* **Exercise a**
Pull out every line of the entries below that contains the word "drawer".

* **Text passage**
=======

Ling: I know it sounds very cliché but you just have to believe that you are good and start taking initiatives and doing everything that you think that would be good for the company, even if it is outside your scope. The good thing about start-ups is that you wear many hats and everyone is always willing to listen to your new ideas so you can even pitch an idea for marketing offer business and everything that you think would help the company, you can feel free to say. I guess I am lucky to find a company for my internship where my cofounders are not Americans. They understood the struggle and were willing to help me. But outside of that it was also very important for me to create my own online presence and they know, like my co-workers, that I was trying really hard to find a place in the UX world and in Silicon Valley. I was writing articles and is getting the company’s name out too because I was participating outside of my comfort zone and mentoring students based on my position in the company. So all these add up to the value that I was giving to my company.
Paul: You were right when you said it was about adding value isn’t it and being seen to add value. The key thing you said there which stuck with me is that being proactive and suggesting things, even if you’ve not been asked to do them and even if they’re not actually within your remit. But to always be full of ideas and suggestions and enthusiasm. That goes so far doesn’t it?
Marcus: Don’t go too far though, it depends on how informed your ideas are. If you continually provide ideas that really aren’t of any value and you are going to become annoying. So there is a balance there. You’ve got to know what you are talking about.

=======

* **Dataset**
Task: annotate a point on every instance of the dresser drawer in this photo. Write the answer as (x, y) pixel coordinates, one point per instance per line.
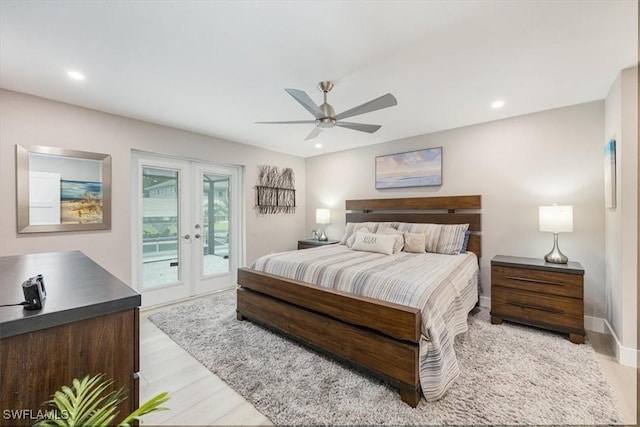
(560, 312)
(546, 282)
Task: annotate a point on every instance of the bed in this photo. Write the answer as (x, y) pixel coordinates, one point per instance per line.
(385, 339)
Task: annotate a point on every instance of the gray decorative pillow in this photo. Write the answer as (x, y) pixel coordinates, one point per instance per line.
(441, 238)
(352, 227)
(414, 242)
(370, 242)
(399, 236)
(450, 239)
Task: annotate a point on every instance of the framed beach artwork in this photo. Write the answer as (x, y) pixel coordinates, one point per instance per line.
(418, 168)
(610, 174)
(62, 190)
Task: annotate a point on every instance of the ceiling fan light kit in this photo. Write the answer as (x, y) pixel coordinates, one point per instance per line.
(325, 115)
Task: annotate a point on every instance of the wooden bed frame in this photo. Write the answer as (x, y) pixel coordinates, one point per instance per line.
(378, 337)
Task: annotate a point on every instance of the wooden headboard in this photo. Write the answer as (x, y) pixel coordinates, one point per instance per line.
(457, 210)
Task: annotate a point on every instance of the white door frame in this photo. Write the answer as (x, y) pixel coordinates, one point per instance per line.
(190, 269)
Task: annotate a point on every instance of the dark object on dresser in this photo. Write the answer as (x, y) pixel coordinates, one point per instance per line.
(311, 243)
(89, 324)
(537, 293)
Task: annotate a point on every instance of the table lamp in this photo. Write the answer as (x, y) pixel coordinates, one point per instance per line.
(323, 216)
(556, 219)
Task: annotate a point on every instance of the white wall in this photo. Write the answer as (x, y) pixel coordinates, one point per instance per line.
(621, 124)
(28, 121)
(516, 165)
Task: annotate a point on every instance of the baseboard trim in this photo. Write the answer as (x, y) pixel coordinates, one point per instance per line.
(595, 324)
(485, 302)
(624, 355)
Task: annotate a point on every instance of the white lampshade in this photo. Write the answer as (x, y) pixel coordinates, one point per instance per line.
(323, 216)
(556, 219)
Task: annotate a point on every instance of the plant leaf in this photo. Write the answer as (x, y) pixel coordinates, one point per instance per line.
(149, 406)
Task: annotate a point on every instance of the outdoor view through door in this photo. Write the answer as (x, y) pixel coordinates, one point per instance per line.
(215, 233)
(187, 226)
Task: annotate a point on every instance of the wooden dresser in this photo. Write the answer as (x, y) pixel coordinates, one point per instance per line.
(538, 293)
(88, 325)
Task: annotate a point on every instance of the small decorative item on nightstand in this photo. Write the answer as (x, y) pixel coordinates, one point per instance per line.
(538, 293)
(310, 243)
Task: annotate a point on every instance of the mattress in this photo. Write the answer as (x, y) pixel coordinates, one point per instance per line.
(443, 287)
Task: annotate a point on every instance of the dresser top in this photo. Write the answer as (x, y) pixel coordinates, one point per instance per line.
(77, 289)
(572, 267)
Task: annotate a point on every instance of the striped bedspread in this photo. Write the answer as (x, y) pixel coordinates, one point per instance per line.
(443, 287)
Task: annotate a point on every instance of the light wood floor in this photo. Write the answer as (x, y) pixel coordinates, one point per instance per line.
(198, 397)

=======

* **Exercise b**
In the discussion above, what does Marcus say will happen if you keep offering ideas that aren't of any value?

* **Correct response a**
Task: annotate a point on every instance of the dresser drawer in this photo. Write the answer as (x, y) pixel coordinates, one point per instance per line.

* **Correct response b**
You will become annoying.